__PROBLEM TO WORK ON__:
Transcribe every record that appears below, exactly and in full.

Data extracted from a collection

----

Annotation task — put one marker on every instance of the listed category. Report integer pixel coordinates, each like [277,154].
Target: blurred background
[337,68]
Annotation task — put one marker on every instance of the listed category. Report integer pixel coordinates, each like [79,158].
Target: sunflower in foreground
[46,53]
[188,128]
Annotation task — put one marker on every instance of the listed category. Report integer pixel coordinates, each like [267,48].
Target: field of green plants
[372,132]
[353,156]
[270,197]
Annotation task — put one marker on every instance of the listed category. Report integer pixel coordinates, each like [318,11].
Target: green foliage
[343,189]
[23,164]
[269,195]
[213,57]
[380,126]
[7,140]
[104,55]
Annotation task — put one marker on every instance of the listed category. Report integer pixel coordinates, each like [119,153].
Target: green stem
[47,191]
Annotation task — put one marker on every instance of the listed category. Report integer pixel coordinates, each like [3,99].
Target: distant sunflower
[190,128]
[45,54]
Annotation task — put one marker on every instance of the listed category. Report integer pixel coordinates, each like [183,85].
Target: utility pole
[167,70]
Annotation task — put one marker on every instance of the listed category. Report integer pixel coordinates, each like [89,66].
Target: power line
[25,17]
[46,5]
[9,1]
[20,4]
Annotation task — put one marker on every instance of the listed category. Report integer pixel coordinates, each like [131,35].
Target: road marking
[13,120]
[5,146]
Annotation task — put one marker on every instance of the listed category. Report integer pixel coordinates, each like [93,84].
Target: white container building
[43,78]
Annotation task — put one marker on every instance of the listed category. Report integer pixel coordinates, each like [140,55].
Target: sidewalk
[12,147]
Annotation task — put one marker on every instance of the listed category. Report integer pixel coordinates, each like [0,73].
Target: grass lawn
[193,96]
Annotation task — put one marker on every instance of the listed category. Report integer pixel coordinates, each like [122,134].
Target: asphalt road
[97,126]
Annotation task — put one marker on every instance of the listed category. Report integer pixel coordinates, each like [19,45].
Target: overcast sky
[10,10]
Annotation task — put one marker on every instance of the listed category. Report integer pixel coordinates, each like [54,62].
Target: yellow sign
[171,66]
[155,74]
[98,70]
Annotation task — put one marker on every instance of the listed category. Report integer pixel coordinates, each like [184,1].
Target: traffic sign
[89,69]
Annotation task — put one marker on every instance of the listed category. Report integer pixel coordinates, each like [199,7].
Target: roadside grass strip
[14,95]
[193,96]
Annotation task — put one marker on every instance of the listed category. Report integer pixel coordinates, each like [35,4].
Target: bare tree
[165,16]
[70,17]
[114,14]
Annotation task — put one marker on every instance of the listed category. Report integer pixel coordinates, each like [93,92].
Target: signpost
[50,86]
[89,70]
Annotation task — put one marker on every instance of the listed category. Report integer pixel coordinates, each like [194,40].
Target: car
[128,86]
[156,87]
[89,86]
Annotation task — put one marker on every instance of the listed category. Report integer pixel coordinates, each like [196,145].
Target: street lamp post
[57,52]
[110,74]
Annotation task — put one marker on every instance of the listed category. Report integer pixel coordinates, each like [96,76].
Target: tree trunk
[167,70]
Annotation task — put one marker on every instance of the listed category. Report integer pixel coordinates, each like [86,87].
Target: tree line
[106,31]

----

__WRITTEN ANSWER__:
Annotation task — put one marker on every instance of the listed category. Report integer pixel coordinates, each like [277,154].
Target: blurred background
[337,68]
Annotation task — put one marker on every instance of the listed category. Report integer pixel coordinates, each like [79,158].
Target: sunflower in foreground
[46,53]
[188,128]
Annotation task — put one marker on every instance of the listed category. Report integer pixel coordinates, each like [267,48].
Target: field of green plants
[372,132]
[353,156]
[270,197]
Annotation task — put one marker on every instance of the listed category. Report integer pixel coordinates, each like [318,11].
Target: green foliage
[343,189]
[23,164]
[269,195]
[213,57]
[380,126]
[7,140]
[104,55]
Annotation task — put one marker on every instance of the listed category. Report integer pixel coordinates, each like [119,153].
Target: green stem
[47,191]
Annotation task — put one marker on every instance of the listed category. Report integer pixel coordinates, each like [3,99].
Target: distant sunflower
[190,128]
[45,54]
Annotation task — put one marker on every instance of the listed category. Report integer pixel coordinates, each like [183,85].
Target: utility pole
[167,70]
Annotation task — put one marker on every instance of the listed category. Report integer pixel coordinates, each like [89,66].
Target: power line
[25,17]
[46,5]
[9,1]
[20,4]
Annotation task — put one marker on every instance of the listed category. Report integer pixel coordinates, each like [131,35].
Target: road marking
[13,120]
[5,146]
Annotation task — put one marker on every instance of the listed category. Report integer pixel coordinates, each like [93,84].
Target: white container building
[43,78]
Annotation task — put one marker on every instance of the listed category. Report integer pixel coordinates, each like [140,55].
Target: sidewalk
[12,147]
Annotation task — put one marker on every instance of the listed category. Report integer pixel coordinates, each like [0,73].
Target: grass lawn
[193,96]
Annotation task — put one marker on every instance of the listed category. Report integer pixel coordinates, each like [122,134].
Target: asphalt road
[97,126]
Annotation task — put one marker on every instance of the listed category. Report integer pixel coordinates, each like [19,45].
Target: overcast sky
[10,10]
Annotation task — put one marker on every instance of the listed category. Report integer pixel coordinates, each like [54,62].
Target: yellow sign
[171,66]
[155,74]
[98,70]
Annotation task — put one marker on every instance of the listed category. Report integer pixel coordinates, each like [184,1].
Target: traffic sign
[89,69]
Annotation task — put one marker on every instance of the listed category. Report integer pixel coordinates, each like [199,7].
Target: roadside grass strip
[14,95]
[193,96]
Annotation task — put one marker on every instance of the listed category. Report integer pixel coordinates, each like [35,4].
Target: bare tree
[165,16]
[70,17]
[114,14]
Annotation task — put one marker on every instance of the listed category. Report integer pixel coordinates, each like [93,92].
Target: signpost
[50,86]
[89,70]
Annotation task — put one marker on every instance of the listed category. Report integer pixel coordinates, each like [194,40].
Target: car
[128,86]
[156,87]
[89,86]
Annotation task — put one marker on every instance of the listed category. Report integer pixel coordinates, each like [196,145].
Target: street lamp post
[57,52]
[110,74]
Annotation task — put one marker on every instance of the listed category. Report integer pixel coordinates, each like [96,76].
Target: tree trunk
[167,70]
Annotation task — put one marker on every instance of the listed category. Report integer pixel coordinates, each like [86,87].
Target: tree line
[106,31]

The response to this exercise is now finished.